**YOUR TASK**
The required output consists solely of the lines from the line containing "task | identify every instance of the dark" through the end of the records, copied exactly.

======

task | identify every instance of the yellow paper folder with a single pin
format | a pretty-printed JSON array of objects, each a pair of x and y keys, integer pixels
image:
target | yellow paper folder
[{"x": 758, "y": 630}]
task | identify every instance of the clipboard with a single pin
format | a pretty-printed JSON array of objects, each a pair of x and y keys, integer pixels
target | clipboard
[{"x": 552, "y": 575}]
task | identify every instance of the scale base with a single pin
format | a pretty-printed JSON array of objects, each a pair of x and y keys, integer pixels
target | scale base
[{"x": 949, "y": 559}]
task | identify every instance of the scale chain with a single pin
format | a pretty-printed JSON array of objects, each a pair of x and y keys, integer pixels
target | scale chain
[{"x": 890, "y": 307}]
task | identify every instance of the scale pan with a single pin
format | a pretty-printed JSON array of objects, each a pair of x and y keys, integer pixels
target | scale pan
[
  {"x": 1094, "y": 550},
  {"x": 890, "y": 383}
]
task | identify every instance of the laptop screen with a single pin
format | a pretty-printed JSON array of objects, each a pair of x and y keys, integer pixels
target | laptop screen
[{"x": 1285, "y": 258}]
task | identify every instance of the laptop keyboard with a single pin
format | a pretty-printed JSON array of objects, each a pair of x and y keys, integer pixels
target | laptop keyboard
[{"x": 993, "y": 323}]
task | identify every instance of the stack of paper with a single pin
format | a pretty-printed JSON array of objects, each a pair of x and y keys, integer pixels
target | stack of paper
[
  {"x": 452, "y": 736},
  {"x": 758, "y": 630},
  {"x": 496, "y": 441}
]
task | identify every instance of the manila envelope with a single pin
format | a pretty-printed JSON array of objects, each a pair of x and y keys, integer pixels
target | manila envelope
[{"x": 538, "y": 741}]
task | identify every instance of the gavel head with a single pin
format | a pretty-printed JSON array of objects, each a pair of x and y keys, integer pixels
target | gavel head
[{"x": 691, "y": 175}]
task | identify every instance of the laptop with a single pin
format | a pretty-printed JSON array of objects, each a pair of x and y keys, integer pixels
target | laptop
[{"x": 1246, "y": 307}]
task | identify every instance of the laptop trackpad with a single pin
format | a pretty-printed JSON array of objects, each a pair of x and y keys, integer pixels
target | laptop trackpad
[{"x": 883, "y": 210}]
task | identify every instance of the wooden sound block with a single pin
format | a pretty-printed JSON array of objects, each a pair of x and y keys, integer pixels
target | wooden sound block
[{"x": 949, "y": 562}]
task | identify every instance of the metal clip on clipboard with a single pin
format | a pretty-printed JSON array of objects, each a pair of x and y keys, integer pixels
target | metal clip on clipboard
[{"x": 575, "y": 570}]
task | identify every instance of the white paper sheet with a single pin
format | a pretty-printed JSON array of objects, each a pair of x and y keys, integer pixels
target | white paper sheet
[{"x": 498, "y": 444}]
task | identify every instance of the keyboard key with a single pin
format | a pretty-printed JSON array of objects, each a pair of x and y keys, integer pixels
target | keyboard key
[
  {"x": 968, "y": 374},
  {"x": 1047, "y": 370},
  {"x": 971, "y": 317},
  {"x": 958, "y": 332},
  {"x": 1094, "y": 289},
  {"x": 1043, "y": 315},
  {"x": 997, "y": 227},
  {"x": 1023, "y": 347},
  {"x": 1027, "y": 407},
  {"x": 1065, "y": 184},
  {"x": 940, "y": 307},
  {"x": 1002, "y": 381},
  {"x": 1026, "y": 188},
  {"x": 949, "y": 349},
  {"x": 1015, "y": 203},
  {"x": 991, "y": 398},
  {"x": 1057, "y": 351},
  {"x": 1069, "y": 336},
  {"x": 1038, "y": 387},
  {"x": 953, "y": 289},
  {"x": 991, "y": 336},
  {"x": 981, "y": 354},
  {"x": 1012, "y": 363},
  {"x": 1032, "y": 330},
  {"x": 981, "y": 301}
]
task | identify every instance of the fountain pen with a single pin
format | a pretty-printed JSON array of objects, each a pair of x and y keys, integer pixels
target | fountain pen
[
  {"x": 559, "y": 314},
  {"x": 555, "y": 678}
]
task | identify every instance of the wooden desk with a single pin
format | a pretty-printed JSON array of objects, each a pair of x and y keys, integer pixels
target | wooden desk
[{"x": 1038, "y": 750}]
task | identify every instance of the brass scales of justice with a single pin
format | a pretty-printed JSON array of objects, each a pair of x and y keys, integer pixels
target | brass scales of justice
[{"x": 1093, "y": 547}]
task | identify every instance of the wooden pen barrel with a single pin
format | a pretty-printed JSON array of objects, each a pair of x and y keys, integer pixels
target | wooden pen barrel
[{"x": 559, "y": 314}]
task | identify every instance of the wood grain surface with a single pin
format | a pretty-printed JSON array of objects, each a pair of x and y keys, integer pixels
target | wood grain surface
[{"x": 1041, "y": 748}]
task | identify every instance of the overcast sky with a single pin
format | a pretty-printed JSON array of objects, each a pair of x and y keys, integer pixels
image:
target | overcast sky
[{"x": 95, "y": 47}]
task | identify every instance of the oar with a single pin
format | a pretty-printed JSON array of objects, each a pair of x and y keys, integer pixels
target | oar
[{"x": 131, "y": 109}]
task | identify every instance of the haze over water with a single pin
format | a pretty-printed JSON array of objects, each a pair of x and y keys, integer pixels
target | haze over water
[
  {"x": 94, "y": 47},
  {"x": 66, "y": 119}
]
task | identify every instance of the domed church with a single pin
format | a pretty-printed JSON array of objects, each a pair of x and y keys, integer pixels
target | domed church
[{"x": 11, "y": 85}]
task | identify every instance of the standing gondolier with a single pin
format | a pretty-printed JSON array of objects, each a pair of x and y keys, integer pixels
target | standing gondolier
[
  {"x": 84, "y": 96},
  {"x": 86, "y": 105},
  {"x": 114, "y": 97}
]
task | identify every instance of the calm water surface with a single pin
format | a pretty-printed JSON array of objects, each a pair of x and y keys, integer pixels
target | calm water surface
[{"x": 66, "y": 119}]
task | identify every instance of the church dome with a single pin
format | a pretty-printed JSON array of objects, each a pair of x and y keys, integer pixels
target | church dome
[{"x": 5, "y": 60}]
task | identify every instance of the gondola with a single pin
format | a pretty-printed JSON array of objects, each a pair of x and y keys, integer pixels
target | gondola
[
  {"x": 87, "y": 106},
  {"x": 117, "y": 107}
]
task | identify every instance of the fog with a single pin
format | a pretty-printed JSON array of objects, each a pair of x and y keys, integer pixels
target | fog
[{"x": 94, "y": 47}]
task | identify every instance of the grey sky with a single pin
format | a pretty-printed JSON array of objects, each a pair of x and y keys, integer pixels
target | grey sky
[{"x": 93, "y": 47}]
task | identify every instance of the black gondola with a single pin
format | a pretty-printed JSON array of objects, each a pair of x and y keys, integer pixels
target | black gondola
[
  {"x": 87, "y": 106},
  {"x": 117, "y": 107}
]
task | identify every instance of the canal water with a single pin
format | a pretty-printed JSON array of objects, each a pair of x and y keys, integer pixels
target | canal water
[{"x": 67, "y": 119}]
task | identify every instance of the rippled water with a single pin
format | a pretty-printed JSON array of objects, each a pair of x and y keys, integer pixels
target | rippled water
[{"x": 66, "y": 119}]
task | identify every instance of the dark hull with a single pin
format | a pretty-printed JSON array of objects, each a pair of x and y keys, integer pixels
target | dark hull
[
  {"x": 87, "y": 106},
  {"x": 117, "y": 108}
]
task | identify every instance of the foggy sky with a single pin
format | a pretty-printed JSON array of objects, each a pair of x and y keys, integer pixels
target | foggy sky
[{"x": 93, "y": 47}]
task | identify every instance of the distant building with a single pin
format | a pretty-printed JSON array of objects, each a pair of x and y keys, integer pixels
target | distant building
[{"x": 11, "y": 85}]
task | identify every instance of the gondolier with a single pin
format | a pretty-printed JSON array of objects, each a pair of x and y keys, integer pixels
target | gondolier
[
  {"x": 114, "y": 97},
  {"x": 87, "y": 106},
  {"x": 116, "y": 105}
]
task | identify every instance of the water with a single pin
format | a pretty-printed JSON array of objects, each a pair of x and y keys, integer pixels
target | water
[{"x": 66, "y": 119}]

======

**EXERCISE ANSWER**
task | identify every instance of the dark hull with a single pin
format | a pretty-printed JSON array of objects, each a pair of x and y keys, integer pixels
target | dark hull
[
  {"x": 87, "y": 106},
  {"x": 117, "y": 108}
]
task | identify every instance of the foggy sky with a single pin
format | a pretty-printed JSON array of objects, each a pair of x and y keys, integer pixels
target | foggy sky
[{"x": 93, "y": 47}]
task | identify every instance of the distant building with a single pin
format | a pretty-printed JSON array of objects, each a pair of x and y keys, integer pixels
target | distant building
[{"x": 11, "y": 85}]
task | identify every instance of the gondolier with a single pin
format | a pretty-printed JSON array of objects, each a pair of x and y keys, integer pixels
target | gondolier
[
  {"x": 114, "y": 97},
  {"x": 87, "y": 106},
  {"x": 116, "y": 105}
]
task | identify every instance of the water with a single pin
format | a pretty-printed JSON array of objects, each a pair of x and y keys, integer pixels
target | water
[{"x": 66, "y": 119}]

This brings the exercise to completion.